*Available data*.
____________________

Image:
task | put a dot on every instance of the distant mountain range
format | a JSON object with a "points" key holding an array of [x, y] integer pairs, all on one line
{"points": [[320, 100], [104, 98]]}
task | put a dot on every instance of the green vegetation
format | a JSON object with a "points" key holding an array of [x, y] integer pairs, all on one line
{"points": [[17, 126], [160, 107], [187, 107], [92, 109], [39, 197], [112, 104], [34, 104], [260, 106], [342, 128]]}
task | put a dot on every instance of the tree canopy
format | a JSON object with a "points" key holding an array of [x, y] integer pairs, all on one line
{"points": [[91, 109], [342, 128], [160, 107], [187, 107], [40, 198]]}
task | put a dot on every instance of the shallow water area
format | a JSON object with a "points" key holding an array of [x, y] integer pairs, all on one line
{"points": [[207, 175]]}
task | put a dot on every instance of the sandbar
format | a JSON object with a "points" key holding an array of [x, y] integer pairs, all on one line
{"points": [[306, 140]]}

____________________

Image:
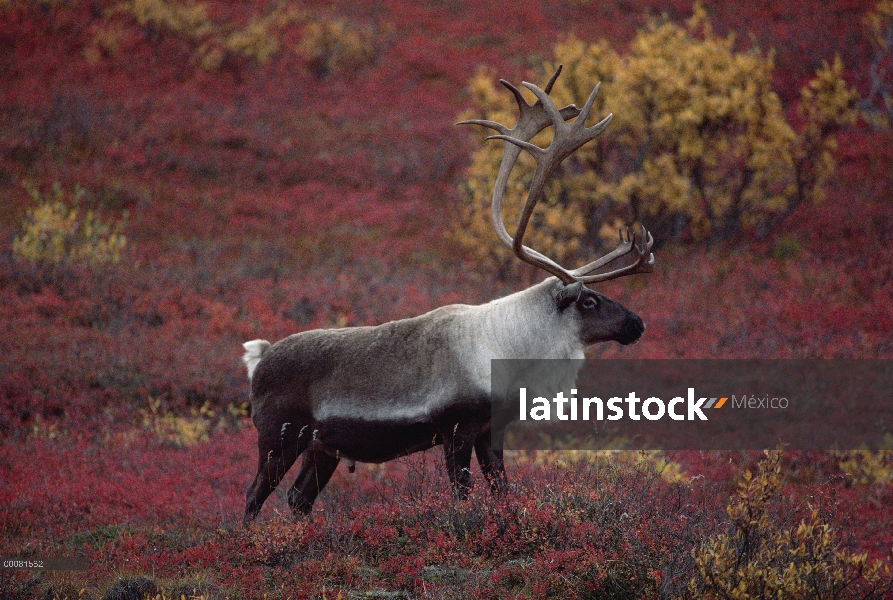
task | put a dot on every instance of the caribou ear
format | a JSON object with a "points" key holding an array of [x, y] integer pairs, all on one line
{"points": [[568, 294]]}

____________________

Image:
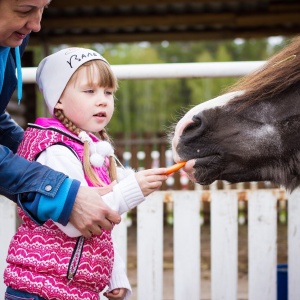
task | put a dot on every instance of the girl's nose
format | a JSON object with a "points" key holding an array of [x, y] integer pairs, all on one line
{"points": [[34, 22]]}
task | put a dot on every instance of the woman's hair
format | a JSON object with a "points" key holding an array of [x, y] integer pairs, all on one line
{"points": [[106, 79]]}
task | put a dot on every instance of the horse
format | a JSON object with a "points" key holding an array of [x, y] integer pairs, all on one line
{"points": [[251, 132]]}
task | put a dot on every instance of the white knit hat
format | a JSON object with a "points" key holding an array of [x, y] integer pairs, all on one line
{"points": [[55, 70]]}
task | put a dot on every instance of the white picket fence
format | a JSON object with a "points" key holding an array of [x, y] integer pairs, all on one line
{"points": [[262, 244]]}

____________________

*Stated problem*. Show each line from the items above that contains the word "white", copied unchanged.

*In response*.
task | put a dot on every instance of the white knit hat
task | put a dot on every instance of the white picket fence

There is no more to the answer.